> [Exercise] First find the line containing "Circle every flower cluster" in the data, then set it down exactly along with every line after it, through the last.

> [Supplied records]
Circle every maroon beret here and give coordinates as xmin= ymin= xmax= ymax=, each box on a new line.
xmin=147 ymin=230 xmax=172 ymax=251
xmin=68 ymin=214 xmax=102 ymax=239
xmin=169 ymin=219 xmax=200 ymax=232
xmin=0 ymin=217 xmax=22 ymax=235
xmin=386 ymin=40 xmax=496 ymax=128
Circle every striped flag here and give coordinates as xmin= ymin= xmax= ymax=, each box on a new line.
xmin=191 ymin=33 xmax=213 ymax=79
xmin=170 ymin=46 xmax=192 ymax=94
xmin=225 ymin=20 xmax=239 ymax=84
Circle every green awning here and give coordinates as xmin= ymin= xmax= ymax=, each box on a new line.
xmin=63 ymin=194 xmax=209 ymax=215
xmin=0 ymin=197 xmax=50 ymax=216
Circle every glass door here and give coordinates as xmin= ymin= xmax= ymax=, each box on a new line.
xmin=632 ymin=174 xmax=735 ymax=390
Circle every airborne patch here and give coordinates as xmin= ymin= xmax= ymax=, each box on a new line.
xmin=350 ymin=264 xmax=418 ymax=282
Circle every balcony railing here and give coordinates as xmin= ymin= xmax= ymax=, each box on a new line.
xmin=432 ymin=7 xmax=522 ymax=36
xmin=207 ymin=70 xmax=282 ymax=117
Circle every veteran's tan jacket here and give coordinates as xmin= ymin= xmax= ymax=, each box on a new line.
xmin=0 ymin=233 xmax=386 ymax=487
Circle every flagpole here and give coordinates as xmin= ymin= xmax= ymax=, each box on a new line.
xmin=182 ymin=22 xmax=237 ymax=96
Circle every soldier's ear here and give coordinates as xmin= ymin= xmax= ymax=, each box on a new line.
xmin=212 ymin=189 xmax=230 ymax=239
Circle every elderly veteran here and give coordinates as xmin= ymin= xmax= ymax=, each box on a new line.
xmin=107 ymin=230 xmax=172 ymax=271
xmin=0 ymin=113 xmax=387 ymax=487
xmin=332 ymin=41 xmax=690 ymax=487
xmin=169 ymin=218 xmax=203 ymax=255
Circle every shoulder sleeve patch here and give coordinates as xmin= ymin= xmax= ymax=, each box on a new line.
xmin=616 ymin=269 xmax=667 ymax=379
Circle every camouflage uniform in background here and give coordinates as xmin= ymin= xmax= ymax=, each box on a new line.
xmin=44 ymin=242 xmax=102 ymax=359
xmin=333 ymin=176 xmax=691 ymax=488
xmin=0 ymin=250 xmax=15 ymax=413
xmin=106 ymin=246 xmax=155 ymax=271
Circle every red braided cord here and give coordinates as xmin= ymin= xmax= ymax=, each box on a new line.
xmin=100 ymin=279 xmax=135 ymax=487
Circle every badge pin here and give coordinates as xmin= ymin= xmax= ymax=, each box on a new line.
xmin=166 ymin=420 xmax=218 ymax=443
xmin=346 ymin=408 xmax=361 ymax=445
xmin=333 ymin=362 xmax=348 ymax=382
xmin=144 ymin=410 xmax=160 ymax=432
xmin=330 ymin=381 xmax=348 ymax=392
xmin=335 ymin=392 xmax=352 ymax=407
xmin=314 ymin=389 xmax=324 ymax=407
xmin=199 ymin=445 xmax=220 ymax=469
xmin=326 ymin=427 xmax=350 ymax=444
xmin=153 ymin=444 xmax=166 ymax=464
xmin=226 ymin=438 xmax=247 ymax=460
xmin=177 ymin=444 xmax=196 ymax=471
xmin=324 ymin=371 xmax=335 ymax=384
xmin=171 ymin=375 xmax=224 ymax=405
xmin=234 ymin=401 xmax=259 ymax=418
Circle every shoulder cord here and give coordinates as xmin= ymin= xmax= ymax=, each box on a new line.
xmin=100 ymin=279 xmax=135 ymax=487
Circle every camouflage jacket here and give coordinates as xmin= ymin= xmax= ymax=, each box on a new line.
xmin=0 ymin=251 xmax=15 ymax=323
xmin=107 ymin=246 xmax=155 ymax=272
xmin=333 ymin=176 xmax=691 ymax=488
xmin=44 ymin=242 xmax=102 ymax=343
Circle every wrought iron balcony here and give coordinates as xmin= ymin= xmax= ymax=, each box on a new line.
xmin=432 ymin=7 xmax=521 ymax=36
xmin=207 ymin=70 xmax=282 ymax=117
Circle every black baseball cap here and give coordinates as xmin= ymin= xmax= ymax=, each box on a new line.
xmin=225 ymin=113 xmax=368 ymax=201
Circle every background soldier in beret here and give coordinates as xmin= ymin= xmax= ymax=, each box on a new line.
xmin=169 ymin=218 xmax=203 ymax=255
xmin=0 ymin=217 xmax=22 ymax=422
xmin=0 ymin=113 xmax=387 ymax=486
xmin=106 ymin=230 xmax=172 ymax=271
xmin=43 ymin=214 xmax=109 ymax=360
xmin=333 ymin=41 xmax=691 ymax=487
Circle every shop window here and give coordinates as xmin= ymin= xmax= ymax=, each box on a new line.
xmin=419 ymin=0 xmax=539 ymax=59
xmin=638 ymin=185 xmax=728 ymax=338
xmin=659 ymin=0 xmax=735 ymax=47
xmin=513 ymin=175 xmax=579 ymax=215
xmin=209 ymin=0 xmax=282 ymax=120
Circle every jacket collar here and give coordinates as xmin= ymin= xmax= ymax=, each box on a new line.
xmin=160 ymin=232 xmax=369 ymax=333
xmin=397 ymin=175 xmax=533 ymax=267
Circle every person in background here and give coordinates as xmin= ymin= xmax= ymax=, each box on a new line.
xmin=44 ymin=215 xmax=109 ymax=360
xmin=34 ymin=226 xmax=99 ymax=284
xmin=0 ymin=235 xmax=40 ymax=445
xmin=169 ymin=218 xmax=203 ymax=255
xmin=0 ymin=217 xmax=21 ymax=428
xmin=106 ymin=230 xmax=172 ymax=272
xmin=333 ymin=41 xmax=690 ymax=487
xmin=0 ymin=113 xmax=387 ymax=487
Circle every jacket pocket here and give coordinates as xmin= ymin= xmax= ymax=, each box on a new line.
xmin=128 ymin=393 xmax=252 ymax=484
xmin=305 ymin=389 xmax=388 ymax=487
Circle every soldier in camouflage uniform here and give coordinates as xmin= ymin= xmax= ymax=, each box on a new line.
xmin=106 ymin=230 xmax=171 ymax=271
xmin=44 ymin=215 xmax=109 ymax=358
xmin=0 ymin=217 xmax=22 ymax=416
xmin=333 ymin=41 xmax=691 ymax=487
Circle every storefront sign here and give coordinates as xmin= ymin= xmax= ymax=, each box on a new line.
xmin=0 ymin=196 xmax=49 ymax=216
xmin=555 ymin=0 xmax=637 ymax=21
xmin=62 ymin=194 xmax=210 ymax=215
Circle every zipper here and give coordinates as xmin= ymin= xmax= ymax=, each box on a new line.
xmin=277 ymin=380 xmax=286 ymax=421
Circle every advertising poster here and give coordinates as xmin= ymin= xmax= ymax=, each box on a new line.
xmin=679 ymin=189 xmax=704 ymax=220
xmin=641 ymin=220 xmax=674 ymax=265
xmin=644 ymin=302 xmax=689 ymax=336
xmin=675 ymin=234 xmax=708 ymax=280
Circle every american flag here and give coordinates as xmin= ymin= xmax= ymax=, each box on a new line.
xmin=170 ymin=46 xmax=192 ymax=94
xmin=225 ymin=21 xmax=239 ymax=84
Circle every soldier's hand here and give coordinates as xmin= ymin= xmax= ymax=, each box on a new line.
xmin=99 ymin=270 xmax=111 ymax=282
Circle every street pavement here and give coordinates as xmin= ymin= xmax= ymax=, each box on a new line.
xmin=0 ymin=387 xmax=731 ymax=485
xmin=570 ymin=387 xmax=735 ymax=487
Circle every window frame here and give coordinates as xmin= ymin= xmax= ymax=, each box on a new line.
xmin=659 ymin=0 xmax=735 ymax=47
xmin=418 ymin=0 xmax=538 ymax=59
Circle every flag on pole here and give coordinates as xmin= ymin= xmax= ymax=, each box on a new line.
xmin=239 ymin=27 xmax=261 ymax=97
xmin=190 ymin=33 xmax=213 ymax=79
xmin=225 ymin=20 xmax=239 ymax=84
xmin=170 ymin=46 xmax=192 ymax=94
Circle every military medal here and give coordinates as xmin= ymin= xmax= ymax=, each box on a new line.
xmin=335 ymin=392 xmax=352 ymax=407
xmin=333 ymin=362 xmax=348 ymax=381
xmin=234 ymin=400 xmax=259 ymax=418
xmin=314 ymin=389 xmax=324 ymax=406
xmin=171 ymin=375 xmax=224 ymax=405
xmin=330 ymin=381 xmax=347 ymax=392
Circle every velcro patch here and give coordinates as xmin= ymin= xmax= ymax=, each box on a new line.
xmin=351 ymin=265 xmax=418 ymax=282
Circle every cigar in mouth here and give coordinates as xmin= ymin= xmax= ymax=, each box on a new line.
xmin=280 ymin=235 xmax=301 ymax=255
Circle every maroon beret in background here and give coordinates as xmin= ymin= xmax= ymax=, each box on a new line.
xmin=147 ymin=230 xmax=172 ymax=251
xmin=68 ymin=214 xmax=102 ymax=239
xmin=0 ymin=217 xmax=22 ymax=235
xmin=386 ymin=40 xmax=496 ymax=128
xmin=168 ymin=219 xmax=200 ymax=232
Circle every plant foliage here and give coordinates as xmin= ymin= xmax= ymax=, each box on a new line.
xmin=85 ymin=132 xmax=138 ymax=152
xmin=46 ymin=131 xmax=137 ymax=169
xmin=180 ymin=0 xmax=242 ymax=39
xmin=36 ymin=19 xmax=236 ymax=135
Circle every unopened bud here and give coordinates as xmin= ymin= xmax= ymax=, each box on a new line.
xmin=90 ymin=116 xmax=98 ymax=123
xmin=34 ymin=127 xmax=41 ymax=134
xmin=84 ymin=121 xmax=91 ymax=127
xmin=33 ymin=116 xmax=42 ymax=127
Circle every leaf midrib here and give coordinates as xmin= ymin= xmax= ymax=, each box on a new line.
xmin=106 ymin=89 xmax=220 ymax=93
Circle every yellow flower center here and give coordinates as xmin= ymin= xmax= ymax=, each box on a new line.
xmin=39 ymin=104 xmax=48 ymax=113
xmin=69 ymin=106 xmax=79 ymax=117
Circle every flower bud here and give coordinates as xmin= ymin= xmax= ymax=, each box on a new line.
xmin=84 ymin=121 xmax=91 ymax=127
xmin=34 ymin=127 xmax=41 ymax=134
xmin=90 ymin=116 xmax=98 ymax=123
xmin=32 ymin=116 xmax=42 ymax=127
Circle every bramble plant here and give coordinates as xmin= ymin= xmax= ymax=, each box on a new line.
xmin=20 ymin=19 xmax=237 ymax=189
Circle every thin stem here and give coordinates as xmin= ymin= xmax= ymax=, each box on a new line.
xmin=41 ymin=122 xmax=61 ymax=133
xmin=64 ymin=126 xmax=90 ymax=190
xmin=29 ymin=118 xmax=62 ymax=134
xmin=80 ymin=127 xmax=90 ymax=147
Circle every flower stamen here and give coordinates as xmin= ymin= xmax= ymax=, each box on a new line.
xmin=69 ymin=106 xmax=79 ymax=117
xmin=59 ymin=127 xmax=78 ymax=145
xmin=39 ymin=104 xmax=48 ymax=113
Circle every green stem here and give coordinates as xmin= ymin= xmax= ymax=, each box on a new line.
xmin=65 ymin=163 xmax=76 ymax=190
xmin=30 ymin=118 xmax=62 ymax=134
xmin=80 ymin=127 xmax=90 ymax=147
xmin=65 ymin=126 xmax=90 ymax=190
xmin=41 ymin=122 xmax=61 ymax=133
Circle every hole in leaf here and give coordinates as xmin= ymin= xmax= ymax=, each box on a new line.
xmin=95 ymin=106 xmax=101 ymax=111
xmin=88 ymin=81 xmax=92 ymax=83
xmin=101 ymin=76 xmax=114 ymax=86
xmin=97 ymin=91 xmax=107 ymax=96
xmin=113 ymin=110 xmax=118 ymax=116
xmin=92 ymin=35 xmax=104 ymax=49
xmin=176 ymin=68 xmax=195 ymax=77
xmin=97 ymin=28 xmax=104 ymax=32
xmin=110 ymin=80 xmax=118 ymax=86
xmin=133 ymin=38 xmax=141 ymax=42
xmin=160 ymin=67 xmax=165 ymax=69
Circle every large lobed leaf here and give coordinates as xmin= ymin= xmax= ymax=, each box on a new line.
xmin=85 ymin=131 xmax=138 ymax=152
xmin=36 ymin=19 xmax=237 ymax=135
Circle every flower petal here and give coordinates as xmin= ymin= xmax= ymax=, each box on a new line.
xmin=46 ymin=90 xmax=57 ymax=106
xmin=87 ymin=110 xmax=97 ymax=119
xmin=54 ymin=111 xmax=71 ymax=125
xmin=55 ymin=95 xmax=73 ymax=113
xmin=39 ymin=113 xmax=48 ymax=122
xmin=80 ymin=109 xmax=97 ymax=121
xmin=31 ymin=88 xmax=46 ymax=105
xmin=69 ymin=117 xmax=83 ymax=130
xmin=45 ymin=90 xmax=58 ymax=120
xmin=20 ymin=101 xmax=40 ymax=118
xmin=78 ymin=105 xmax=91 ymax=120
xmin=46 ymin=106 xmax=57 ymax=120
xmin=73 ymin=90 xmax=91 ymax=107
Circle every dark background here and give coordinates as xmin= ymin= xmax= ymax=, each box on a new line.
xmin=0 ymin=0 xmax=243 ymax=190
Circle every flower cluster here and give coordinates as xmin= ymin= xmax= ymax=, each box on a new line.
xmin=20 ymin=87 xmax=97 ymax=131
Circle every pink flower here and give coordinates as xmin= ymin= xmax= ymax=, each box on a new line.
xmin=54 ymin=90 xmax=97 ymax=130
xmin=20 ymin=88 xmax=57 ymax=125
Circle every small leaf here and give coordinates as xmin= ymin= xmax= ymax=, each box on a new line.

> [Response for this exercise]
Circle every flower cluster here and give coordinates as xmin= ymin= xmax= ymax=, each box on a new line.
xmin=20 ymin=87 xmax=97 ymax=131
Circle every pink flower here and give coordinates as xmin= ymin= xmax= ymax=, each box on a new line.
xmin=54 ymin=90 xmax=97 ymax=130
xmin=20 ymin=88 xmax=57 ymax=125
Circle every small leaf here and give coordinates as xmin= ymin= xmax= ymax=, each box on a new line.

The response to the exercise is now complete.